# Your assignment
Each entry below is to be printed verbatim.

Natural language region descriptions:
##############################
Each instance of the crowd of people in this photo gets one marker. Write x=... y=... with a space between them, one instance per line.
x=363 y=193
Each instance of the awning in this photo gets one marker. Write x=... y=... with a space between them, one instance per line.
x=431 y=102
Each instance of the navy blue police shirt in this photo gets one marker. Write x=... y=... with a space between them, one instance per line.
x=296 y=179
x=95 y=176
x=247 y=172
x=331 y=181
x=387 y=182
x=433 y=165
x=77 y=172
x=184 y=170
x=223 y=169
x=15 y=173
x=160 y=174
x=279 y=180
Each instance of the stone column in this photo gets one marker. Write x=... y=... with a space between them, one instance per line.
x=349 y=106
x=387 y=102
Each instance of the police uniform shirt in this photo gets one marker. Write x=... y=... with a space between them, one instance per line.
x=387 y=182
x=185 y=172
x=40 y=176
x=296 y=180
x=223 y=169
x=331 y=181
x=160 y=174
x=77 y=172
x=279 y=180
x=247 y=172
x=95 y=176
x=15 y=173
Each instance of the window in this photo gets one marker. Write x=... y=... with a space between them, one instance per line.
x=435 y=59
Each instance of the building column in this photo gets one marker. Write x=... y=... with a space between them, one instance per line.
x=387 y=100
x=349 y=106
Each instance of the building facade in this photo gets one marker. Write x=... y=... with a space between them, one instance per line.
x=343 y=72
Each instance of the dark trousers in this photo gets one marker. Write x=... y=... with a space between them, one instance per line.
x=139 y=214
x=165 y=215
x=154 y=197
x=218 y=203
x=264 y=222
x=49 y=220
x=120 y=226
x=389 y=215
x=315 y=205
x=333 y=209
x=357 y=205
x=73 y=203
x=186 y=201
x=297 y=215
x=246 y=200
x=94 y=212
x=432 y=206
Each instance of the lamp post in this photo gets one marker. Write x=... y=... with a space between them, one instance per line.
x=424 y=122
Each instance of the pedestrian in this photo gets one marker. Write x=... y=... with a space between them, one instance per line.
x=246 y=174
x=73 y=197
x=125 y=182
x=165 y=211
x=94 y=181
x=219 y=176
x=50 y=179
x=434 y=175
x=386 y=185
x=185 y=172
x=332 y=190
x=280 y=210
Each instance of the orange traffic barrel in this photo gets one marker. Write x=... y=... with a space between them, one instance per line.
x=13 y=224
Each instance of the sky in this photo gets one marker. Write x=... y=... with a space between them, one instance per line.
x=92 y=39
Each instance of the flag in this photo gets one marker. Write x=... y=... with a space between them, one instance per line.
##############################
# Answer for the task
Each instance of the crowd of people in this photo gets one marker. Write x=... y=... with a space between them, one instance per line.
x=363 y=193
Each instance of the awning in this photo gets one marker. Write x=... y=... with a space between them, one instance per line.
x=431 y=102
Each instance of the navy blue police shirt in this photo gets one marker. Write x=... y=... with a space between them, one instance per line.
x=296 y=179
x=95 y=176
x=247 y=172
x=331 y=181
x=387 y=182
x=433 y=165
x=77 y=172
x=184 y=170
x=223 y=169
x=15 y=173
x=160 y=174
x=279 y=180
Each instance of the stone column in this photo gets one marker. Write x=... y=... with a space between them, one instance per line.
x=349 y=106
x=387 y=102
Each instance of the police uniform shirt in this photo gets one marker. Write x=... y=... with a space between them, one instance per line.
x=387 y=182
x=185 y=172
x=40 y=176
x=296 y=180
x=223 y=169
x=331 y=181
x=160 y=174
x=77 y=172
x=279 y=180
x=247 y=172
x=95 y=176
x=15 y=173
Each instance of the window in this photo gets one marker. Write x=... y=... with a space between them, one instance per line.
x=435 y=59
Each instance of the building column in this photo gets one marker. Write x=... y=... with a space between them, one instance per line.
x=387 y=100
x=349 y=106
Each instance of the building facade in this photo gets one marker. Write x=... y=... with a space between them, one instance per line.
x=343 y=72
Each instance of the dark trousers in this photo gets one marker. Write x=... y=... with a space between them, one instance per line.
x=139 y=214
x=165 y=215
x=154 y=197
x=218 y=203
x=264 y=222
x=49 y=220
x=120 y=226
x=389 y=215
x=315 y=205
x=333 y=209
x=357 y=205
x=73 y=203
x=186 y=201
x=297 y=215
x=246 y=200
x=94 y=212
x=432 y=206
Each instance of the lamp post in this photo gets one marker. Write x=... y=... with a space between them, one instance per line.
x=424 y=122
Each instance of the pedestrian in this photo gets one marker. Write x=... y=... with a space between them, one instance per line.
x=246 y=174
x=73 y=197
x=125 y=182
x=165 y=211
x=94 y=181
x=219 y=176
x=50 y=179
x=434 y=175
x=386 y=185
x=185 y=172
x=332 y=190
x=280 y=210
Each instance of the orange traffic barrel in this photo gets one marker. Write x=... y=... with a space between them, one instance per line.
x=13 y=224
Each instance of the sky in this photo gets one marker. Write x=... y=... with a space between them, one instance per line.
x=92 y=39
Each instance of the flag in this photo gets one marker. Write x=... y=... with a space between them, one instance per line.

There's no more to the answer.